Instructions to follow>
Can you turn the rows below, from the line containing "Practice. Place a point on every instance of the row" through the final line of the rows inclusive, into a JSON list of strings with one string per line and blank lines dropped?

---------- Provided records

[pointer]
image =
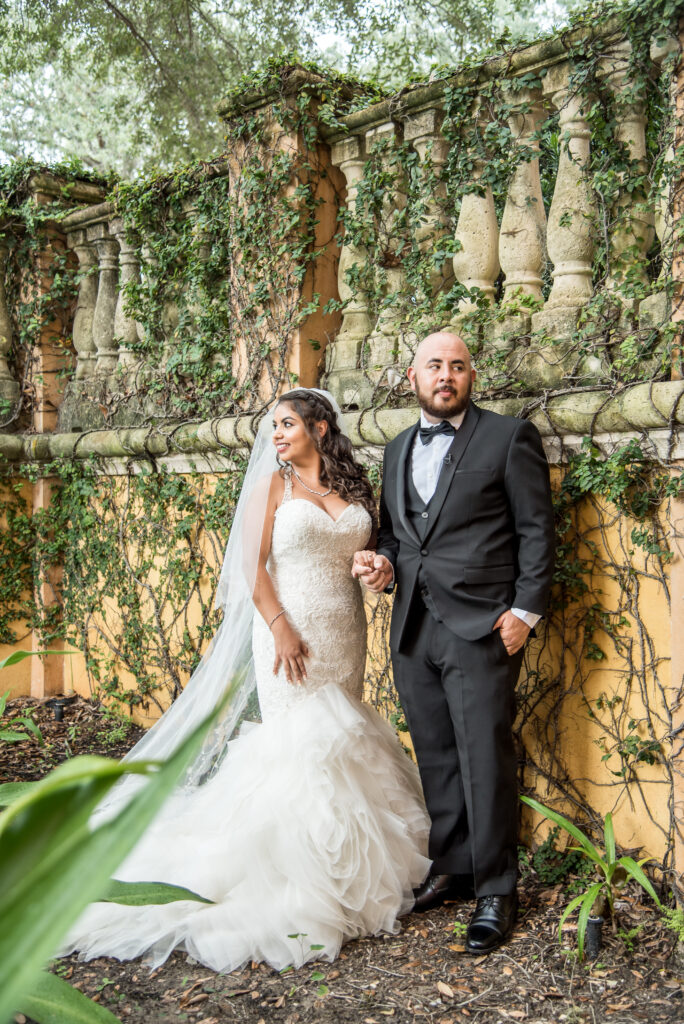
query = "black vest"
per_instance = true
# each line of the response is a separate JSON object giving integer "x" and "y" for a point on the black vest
{"x": 418, "y": 512}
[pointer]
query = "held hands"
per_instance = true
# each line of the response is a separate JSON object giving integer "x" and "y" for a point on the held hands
{"x": 513, "y": 631}
{"x": 375, "y": 571}
{"x": 290, "y": 651}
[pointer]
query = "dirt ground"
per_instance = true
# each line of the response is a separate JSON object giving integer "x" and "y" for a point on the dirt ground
{"x": 421, "y": 974}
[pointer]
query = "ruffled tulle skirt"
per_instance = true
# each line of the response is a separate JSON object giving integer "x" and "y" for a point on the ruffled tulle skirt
{"x": 313, "y": 832}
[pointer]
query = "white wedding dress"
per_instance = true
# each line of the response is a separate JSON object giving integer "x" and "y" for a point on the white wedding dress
{"x": 313, "y": 830}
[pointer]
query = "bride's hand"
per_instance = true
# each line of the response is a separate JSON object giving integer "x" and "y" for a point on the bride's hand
{"x": 290, "y": 651}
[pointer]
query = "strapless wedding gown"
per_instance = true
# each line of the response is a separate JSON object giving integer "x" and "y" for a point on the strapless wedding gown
{"x": 313, "y": 830}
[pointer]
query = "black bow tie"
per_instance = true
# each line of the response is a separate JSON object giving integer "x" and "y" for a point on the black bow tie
{"x": 427, "y": 433}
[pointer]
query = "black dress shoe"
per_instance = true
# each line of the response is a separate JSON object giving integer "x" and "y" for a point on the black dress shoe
{"x": 492, "y": 923}
{"x": 438, "y": 888}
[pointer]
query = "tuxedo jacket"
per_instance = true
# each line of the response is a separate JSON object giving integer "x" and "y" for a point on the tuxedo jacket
{"x": 486, "y": 543}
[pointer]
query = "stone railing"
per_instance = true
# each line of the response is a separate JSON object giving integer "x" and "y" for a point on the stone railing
{"x": 533, "y": 269}
{"x": 525, "y": 244}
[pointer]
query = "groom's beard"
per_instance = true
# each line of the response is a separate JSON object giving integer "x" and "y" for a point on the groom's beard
{"x": 444, "y": 411}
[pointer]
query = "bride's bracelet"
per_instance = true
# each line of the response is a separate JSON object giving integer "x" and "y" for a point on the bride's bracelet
{"x": 281, "y": 612}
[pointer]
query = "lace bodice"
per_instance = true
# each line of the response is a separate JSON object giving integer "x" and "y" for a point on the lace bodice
{"x": 310, "y": 564}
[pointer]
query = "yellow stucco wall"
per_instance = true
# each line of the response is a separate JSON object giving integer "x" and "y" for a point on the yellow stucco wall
{"x": 566, "y": 719}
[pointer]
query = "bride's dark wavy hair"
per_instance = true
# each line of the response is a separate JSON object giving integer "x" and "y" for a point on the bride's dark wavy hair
{"x": 339, "y": 470}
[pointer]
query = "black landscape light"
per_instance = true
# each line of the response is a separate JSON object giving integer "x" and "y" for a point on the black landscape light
{"x": 57, "y": 704}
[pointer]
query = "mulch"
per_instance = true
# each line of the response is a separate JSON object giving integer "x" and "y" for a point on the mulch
{"x": 421, "y": 974}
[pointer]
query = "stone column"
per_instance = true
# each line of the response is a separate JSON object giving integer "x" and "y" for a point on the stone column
{"x": 125, "y": 328}
{"x": 633, "y": 230}
{"x": 86, "y": 351}
{"x": 423, "y": 130}
{"x": 522, "y": 235}
{"x": 655, "y": 309}
{"x": 387, "y": 345}
{"x": 343, "y": 355}
{"x": 108, "y": 296}
{"x": 571, "y": 217}
{"x": 9, "y": 389}
{"x": 476, "y": 264}
{"x": 677, "y": 682}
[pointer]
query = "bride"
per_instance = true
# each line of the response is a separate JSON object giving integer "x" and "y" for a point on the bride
{"x": 309, "y": 828}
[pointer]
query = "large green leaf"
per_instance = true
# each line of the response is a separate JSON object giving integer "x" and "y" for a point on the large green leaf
{"x": 7, "y": 736}
{"x": 9, "y": 792}
{"x": 38, "y": 824}
{"x": 635, "y": 870}
{"x": 54, "y": 1001}
{"x": 146, "y": 893}
{"x": 586, "y": 844}
{"x": 54, "y": 880}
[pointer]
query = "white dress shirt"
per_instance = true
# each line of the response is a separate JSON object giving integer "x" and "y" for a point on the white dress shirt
{"x": 426, "y": 463}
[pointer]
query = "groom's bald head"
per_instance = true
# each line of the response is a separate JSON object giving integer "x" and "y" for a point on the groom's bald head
{"x": 441, "y": 375}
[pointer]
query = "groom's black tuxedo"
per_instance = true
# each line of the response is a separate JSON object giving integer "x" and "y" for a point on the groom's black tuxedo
{"x": 481, "y": 545}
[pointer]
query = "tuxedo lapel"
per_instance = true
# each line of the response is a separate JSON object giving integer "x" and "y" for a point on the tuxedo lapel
{"x": 452, "y": 460}
{"x": 400, "y": 495}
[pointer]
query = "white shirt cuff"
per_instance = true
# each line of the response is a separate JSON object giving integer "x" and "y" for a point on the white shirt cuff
{"x": 528, "y": 617}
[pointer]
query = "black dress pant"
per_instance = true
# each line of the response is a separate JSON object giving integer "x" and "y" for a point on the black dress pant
{"x": 459, "y": 699}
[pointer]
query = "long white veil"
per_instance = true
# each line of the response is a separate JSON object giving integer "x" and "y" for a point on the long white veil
{"x": 229, "y": 653}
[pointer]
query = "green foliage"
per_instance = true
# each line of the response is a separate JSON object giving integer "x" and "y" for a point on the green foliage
{"x": 613, "y": 872}
{"x": 151, "y": 544}
{"x": 12, "y": 735}
{"x": 674, "y": 919}
{"x": 553, "y": 865}
{"x": 135, "y": 84}
{"x": 53, "y": 862}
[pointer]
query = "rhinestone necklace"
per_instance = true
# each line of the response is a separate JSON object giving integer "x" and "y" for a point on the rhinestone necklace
{"x": 321, "y": 494}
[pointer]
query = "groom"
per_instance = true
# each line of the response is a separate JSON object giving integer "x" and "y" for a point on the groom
{"x": 466, "y": 536}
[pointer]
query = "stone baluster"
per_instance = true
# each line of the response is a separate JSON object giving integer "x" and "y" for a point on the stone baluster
{"x": 654, "y": 310}
{"x": 476, "y": 263}
{"x": 423, "y": 130}
{"x": 108, "y": 296}
{"x": 571, "y": 217}
{"x": 633, "y": 232}
{"x": 342, "y": 356}
{"x": 125, "y": 328}
{"x": 522, "y": 235}
{"x": 86, "y": 351}
{"x": 9, "y": 389}
{"x": 387, "y": 345}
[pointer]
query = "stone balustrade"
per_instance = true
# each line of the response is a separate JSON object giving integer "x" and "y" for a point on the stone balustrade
{"x": 525, "y": 258}
{"x": 535, "y": 268}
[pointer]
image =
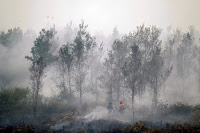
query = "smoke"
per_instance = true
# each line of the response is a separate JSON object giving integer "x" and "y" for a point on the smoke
{"x": 14, "y": 66}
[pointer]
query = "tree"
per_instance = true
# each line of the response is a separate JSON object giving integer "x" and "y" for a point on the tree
{"x": 132, "y": 69}
{"x": 41, "y": 56}
{"x": 185, "y": 56}
{"x": 83, "y": 43}
{"x": 107, "y": 77}
{"x": 12, "y": 37}
{"x": 95, "y": 66}
{"x": 157, "y": 73}
{"x": 65, "y": 63}
{"x": 119, "y": 52}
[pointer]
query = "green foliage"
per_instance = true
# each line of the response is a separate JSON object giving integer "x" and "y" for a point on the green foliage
{"x": 11, "y": 37}
{"x": 43, "y": 46}
{"x": 12, "y": 100}
{"x": 180, "y": 109}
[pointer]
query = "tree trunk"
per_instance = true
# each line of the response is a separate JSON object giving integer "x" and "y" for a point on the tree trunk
{"x": 133, "y": 94}
{"x": 70, "y": 91}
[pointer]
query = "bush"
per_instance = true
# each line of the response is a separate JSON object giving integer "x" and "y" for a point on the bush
{"x": 180, "y": 109}
{"x": 12, "y": 100}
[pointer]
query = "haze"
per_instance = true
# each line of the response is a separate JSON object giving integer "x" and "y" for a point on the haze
{"x": 99, "y": 15}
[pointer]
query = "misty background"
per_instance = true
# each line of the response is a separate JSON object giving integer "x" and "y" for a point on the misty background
{"x": 107, "y": 21}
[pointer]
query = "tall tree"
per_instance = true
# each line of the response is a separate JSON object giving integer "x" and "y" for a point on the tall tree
{"x": 41, "y": 56}
{"x": 185, "y": 56}
{"x": 83, "y": 43}
{"x": 119, "y": 52}
{"x": 132, "y": 69}
{"x": 107, "y": 77}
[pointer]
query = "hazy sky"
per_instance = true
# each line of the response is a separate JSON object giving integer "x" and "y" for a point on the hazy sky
{"x": 101, "y": 15}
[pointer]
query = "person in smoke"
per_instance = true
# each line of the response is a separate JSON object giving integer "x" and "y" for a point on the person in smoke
{"x": 121, "y": 107}
{"x": 110, "y": 108}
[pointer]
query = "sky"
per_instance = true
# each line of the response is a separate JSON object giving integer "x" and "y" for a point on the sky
{"x": 100, "y": 15}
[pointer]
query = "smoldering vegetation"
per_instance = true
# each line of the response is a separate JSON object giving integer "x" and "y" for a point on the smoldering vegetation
{"x": 62, "y": 80}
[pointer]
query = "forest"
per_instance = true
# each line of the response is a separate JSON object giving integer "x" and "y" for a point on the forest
{"x": 63, "y": 80}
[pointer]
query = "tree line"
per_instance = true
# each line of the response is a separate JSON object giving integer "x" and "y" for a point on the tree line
{"x": 137, "y": 63}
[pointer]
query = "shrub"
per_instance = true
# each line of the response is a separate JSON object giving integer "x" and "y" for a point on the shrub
{"x": 12, "y": 100}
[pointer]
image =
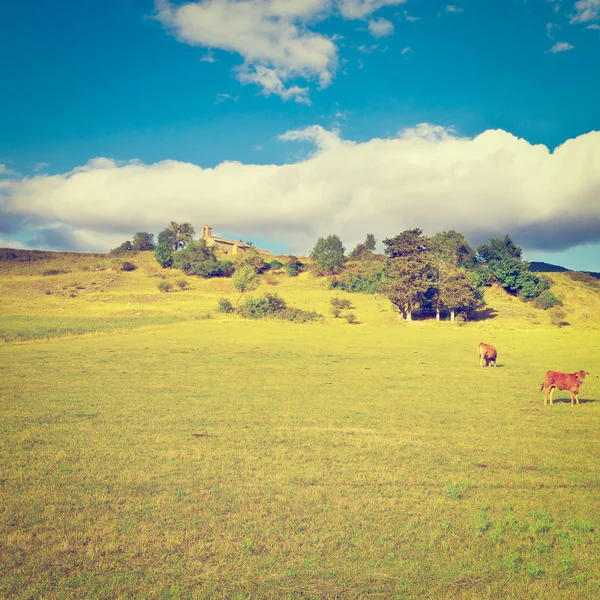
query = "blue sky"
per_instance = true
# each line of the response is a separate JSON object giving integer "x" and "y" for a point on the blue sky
{"x": 245, "y": 113}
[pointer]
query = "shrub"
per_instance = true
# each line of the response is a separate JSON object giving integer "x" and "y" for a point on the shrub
{"x": 265, "y": 306}
{"x": 557, "y": 316}
{"x": 547, "y": 300}
{"x": 128, "y": 266}
{"x": 225, "y": 305}
{"x": 272, "y": 305}
{"x": 351, "y": 318}
{"x": 341, "y": 303}
{"x": 293, "y": 267}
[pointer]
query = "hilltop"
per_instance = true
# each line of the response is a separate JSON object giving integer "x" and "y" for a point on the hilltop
{"x": 44, "y": 294}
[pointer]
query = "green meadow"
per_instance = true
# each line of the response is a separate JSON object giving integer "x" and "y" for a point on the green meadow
{"x": 152, "y": 447}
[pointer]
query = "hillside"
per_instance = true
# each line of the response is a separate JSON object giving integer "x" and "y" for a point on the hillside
{"x": 45, "y": 294}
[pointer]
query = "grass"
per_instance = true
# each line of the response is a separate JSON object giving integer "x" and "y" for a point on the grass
{"x": 225, "y": 458}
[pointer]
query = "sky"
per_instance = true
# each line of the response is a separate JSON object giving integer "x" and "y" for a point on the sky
{"x": 282, "y": 121}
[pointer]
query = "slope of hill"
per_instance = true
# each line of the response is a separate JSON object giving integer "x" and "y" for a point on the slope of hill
{"x": 55, "y": 294}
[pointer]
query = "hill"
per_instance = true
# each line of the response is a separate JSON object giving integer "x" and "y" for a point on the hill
{"x": 48, "y": 294}
{"x": 542, "y": 267}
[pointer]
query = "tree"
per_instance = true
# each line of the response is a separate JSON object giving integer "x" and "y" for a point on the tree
{"x": 499, "y": 249}
{"x": 143, "y": 241}
{"x": 364, "y": 251}
{"x": 196, "y": 258}
{"x": 245, "y": 279}
{"x": 328, "y": 255}
{"x": 457, "y": 292}
{"x": 171, "y": 239}
{"x": 408, "y": 270}
{"x": 371, "y": 242}
{"x": 124, "y": 248}
{"x": 502, "y": 257}
{"x": 452, "y": 248}
{"x": 251, "y": 257}
{"x": 408, "y": 243}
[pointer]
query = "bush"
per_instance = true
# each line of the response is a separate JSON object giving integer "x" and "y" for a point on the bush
{"x": 127, "y": 266}
{"x": 293, "y": 267}
{"x": 265, "y": 306}
{"x": 547, "y": 300}
{"x": 557, "y": 317}
{"x": 340, "y": 303}
{"x": 225, "y": 305}
{"x": 272, "y": 305}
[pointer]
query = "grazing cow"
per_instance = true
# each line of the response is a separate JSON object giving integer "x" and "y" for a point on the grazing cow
{"x": 487, "y": 353}
{"x": 562, "y": 381}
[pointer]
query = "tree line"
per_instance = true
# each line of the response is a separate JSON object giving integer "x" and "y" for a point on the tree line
{"x": 438, "y": 273}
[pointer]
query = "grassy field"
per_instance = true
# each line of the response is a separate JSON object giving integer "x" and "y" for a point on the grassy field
{"x": 210, "y": 457}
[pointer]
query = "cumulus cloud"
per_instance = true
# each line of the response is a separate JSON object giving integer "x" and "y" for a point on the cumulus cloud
{"x": 5, "y": 171}
{"x": 561, "y": 47}
{"x": 273, "y": 37}
{"x": 426, "y": 176}
{"x": 380, "y": 27}
{"x": 585, "y": 11}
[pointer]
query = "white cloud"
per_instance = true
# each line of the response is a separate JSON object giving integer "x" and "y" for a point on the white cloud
{"x": 426, "y": 176}
{"x": 561, "y": 47}
{"x": 585, "y": 11}
{"x": 380, "y": 27}
{"x": 5, "y": 171}
{"x": 361, "y": 9}
{"x": 224, "y": 97}
{"x": 208, "y": 57}
{"x": 6, "y": 243}
{"x": 273, "y": 37}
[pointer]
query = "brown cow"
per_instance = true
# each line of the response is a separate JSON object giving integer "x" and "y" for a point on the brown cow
{"x": 562, "y": 381}
{"x": 487, "y": 353}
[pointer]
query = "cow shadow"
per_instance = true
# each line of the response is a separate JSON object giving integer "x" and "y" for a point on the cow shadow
{"x": 568, "y": 401}
{"x": 484, "y": 314}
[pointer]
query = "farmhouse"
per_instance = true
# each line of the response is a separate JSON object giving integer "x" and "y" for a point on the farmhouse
{"x": 226, "y": 246}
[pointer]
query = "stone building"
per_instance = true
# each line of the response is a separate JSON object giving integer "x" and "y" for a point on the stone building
{"x": 226, "y": 246}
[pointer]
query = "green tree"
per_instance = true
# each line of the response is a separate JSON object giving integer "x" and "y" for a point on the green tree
{"x": 502, "y": 258}
{"x": 328, "y": 255}
{"x": 121, "y": 250}
{"x": 364, "y": 250}
{"x": 196, "y": 258}
{"x": 408, "y": 270}
{"x": 457, "y": 292}
{"x": 452, "y": 248}
{"x": 406, "y": 282}
{"x": 171, "y": 239}
{"x": 245, "y": 279}
{"x": 371, "y": 242}
{"x": 499, "y": 249}
{"x": 143, "y": 241}
{"x": 408, "y": 243}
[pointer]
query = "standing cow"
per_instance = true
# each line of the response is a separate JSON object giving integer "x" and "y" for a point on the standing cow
{"x": 487, "y": 353}
{"x": 562, "y": 381}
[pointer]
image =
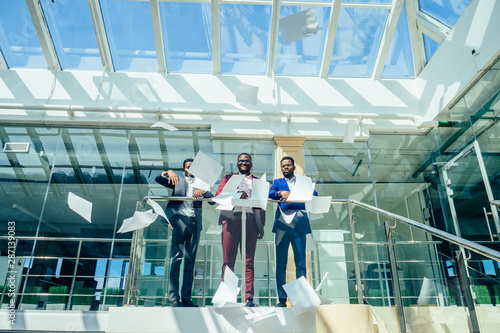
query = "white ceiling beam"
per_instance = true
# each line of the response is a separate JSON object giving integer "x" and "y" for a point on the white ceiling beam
{"x": 100, "y": 33}
{"x": 158, "y": 36}
{"x": 216, "y": 37}
{"x": 42, "y": 31}
{"x": 432, "y": 27}
{"x": 330, "y": 38}
{"x": 3, "y": 63}
{"x": 417, "y": 46}
{"x": 273, "y": 40}
{"x": 387, "y": 37}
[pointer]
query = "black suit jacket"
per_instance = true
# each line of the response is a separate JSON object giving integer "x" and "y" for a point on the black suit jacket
{"x": 180, "y": 190}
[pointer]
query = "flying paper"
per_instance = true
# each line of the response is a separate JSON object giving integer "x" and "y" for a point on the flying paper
{"x": 228, "y": 290}
{"x": 138, "y": 221}
{"x": 319, "y": 205}
{"x": 158, "y": 210}
{"x": 302, "y": 295}
{"x": 205, "y": 168}
{"x": 298, "y": 26}
{"x": 302, "y": 190}
{"x": 162, "y": 124}
{"x": 80, "y": 206}
{"x": 247, "y": 94}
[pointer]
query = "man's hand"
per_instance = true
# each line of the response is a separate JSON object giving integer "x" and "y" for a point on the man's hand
{"x": 173, "y": 179}
{"x": 260, "y": 231}
{"x": 284, "y": 196}
{"x": 199, "y": 193}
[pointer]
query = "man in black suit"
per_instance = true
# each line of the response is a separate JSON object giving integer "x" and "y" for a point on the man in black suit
{"x": 185, "y": 217}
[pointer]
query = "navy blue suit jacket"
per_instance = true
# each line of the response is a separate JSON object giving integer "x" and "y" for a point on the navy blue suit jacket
{"x": 180, "y": 190}
{"x": 301, "y": 220}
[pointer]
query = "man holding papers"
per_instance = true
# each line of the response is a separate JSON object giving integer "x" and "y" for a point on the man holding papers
{"x": 231, "y": 226}
{"x": 185, "y": 217}
{"x": 291, "y": 223}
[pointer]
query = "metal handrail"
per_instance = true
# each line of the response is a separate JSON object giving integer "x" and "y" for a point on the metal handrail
{"x": 483, "y": 250}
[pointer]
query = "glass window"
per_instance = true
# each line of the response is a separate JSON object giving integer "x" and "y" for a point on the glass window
{"x": 399, "y": 62}
{"x": 244, "y": 38}
{"x": 357, "y": 41}
{"x": 18, "y": 41}
{"x": 179, "y": 20}
{"x": 129, "y": 30}
{"x": 73, "y": 35}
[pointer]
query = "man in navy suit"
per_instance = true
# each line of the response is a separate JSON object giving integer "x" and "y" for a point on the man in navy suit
{"x": 286, "y": 234}
{"x": 185, "y": 217}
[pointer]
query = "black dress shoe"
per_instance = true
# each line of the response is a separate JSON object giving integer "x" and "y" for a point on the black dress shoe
{"x": 281, "y": 305}
{"x": 189, "y": 304}
{"x": 176, "y": 304}
{"x": 251, "y": 304}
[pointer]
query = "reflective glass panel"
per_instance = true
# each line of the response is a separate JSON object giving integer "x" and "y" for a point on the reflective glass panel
{"x": 304, "y": 56}
{"x": 399, "y": 62}
{"x": 187, "y": 36}
{"x": 357, "y": 41}
{"x": 447, "y": 12}
{"x": 72, "y": 32}
{"x": 431, "y": 47}
{"x": 129, "y": 30}
{"x": 244, "y": 38}
{"x": 18, "y": 39}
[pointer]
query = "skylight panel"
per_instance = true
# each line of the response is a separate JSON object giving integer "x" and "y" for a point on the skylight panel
{"x": 72, "y": 32}
{"x": 447, "y": 12}
{"x": 244, "y": 38}
{"x": 187, "y": 35}
{"x": 431, "y": 47}
{"x": 129, "y": 29}
{"x": 304, "y": 56}
{"x": 18, "y": 39}
{"x": 358, "y": 37}
{"x": 399, "y": 62}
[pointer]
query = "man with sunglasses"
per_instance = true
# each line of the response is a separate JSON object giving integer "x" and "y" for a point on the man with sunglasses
{"x": 231, "y": 227}
{"x": 293, "y": 233}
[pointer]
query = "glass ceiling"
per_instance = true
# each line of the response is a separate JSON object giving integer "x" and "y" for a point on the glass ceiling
{"x": 354, "y": 38}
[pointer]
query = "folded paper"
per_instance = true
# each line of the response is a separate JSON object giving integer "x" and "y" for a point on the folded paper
{"x": 138, "y": 221}
{"x": 298, "y": 26}
{"x": 205, "y": 168}
{"x": 80, "y": 206}
{"x": 302, "y": 295}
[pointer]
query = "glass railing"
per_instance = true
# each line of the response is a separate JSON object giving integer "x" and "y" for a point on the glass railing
{"x": 371, "y": 256}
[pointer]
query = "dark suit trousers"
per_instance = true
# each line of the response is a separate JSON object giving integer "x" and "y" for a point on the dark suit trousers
{"x": 231, "y": 240}
{"x": 185, "y": 238}
{"x": 283, "y": 240}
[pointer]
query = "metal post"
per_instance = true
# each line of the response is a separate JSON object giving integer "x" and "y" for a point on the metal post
{"x": 395, "y": 278}
{"x": 463, "y": 277}
{"x": 243, "y": 250}
{"x": 359, "y": 286}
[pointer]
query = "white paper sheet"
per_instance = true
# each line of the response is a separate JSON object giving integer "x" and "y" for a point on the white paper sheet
{"x": 247, "y": 94}
{"x": 319, "y": 205}
{"x": 302, "y": 190}
{"x": 80, "y": 206}
{"x": 138, "y": 221}
{"x": 227, "y": 292}
{"x": 286, "y": 218}
{"x": 158, "y": 210}
{"x": 232, "y": 184}
{"x": 260, "y": 192}
{"x": 298, "y": 26}
{"x": 205, "y": 168}
{"x": 214, "y": 230}
{"x": 198, "y": 183}
{"x": 162, "y": 124}
{"x": 310, "y": 243}
{"x": 302, "y": 295}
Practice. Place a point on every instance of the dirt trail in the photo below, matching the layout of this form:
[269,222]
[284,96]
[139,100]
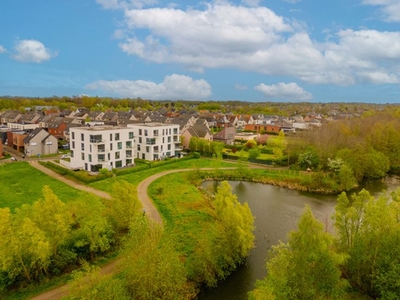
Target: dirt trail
[151,213]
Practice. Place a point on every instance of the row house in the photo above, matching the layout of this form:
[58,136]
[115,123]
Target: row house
[101,147]
[29,118]
[226,135]
[40,142]
[95,115]
[263,128]
[199,131]
[185,121]
[155,140]
[22,126]
[10,116]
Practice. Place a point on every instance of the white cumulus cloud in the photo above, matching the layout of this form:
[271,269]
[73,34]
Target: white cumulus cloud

--------------------

Exercise answer>
[
  "Practice. Place a point on every instance of the row house in the photo above, matching the layout of this form:",
  "[58,136]",
  "[115,123]",
  "Target: row house",
  "[101,147]",
  "[29,118]",
  "[226,135]",
  "[40,142]",
  "[95,115]",
  "[263,128]",
  "[199,131]",
  "[185,121]",
  "[155,140]",
  "[22,126]",
  "[10,116]",
  "Practice. Place a point on every instance of the white cumulus cloud in the photo above, matching the layout of this form:",
  "[271,269]",
  "[73,34]",
  "Target: white cumulus cloud"
]